-------- Task material --------
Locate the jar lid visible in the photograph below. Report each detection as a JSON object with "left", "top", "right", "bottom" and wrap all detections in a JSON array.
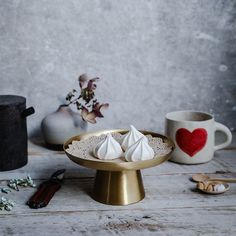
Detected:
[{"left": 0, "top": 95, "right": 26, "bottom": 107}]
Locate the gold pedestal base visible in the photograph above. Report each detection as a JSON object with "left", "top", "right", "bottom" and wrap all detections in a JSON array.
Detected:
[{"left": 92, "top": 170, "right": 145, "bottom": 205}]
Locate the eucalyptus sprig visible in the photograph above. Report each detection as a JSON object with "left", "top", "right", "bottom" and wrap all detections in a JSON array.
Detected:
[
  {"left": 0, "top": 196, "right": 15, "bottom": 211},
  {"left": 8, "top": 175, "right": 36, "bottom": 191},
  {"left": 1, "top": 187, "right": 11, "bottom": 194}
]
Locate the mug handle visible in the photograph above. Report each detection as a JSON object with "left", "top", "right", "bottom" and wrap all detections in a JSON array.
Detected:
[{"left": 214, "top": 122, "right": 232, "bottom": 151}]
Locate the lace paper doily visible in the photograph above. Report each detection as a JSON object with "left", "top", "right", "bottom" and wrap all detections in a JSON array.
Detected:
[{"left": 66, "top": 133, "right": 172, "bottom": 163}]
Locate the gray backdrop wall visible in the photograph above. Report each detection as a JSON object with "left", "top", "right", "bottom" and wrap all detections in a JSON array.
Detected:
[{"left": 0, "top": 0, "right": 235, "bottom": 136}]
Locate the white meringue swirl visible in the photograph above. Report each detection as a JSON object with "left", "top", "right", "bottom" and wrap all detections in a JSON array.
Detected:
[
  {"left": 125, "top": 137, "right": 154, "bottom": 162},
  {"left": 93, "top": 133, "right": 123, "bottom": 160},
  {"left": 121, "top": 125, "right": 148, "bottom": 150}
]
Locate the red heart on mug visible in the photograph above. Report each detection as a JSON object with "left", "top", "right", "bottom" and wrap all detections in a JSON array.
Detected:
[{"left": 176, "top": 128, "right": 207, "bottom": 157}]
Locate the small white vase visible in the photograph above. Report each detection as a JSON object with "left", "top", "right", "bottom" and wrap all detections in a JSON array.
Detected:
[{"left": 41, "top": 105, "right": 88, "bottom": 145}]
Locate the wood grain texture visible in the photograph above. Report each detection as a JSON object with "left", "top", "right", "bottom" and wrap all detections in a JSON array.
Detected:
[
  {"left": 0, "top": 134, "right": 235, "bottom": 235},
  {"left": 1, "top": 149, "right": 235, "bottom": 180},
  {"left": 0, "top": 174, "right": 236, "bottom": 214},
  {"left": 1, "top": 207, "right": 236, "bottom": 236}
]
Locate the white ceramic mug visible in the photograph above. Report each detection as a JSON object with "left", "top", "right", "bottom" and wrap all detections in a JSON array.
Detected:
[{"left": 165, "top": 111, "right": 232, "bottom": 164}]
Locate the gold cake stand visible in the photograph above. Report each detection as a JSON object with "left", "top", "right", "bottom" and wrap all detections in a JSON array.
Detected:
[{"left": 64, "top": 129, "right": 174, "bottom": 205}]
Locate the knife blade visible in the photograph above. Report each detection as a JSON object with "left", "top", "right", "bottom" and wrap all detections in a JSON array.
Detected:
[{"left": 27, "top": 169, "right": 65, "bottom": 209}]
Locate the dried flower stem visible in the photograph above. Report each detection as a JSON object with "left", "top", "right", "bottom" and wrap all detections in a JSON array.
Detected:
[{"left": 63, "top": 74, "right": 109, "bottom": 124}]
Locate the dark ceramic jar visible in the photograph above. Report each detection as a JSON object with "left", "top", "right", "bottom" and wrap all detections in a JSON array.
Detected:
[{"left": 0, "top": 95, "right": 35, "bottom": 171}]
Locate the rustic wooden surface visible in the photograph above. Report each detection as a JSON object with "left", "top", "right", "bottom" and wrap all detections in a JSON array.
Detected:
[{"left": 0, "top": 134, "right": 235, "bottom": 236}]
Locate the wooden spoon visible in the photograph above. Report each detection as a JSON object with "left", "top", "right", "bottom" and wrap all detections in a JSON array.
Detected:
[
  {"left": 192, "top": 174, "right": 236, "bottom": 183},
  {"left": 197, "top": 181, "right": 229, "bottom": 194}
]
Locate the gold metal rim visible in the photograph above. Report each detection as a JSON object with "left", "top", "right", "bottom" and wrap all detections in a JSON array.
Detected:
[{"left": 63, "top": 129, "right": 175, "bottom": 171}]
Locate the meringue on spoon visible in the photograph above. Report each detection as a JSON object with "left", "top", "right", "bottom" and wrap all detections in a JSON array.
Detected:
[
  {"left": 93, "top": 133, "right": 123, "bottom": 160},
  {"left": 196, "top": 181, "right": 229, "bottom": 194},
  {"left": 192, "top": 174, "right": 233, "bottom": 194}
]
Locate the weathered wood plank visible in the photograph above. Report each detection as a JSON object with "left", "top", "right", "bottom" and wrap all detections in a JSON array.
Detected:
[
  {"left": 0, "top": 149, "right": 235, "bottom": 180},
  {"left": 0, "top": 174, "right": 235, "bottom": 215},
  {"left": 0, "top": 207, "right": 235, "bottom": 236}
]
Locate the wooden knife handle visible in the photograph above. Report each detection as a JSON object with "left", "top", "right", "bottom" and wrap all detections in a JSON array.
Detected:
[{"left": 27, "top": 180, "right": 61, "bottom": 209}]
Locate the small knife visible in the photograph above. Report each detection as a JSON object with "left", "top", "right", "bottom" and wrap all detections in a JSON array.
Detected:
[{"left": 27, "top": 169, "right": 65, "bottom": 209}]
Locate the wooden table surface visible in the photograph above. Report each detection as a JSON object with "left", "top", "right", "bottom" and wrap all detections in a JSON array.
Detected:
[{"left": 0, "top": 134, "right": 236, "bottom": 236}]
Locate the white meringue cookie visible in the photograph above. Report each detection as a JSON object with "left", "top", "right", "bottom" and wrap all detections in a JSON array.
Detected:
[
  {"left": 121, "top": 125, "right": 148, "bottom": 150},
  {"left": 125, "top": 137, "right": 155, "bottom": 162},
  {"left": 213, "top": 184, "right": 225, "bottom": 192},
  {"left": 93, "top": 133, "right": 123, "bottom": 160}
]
--------
What is needed:
Show the lines of the records that include the string "ceramic".

Task solution:
Locate the white ceramic mug visible in the photograph above. Report each detection as a JSON object with "left", "top", "right", "bottom" and wrap all detections in a JSON array.
Locate the dark ceramic jar visible in the photograph above. Report each detection as a JSON object with "left", "top", "right", "bottom" and wrap all detections in a JSON array.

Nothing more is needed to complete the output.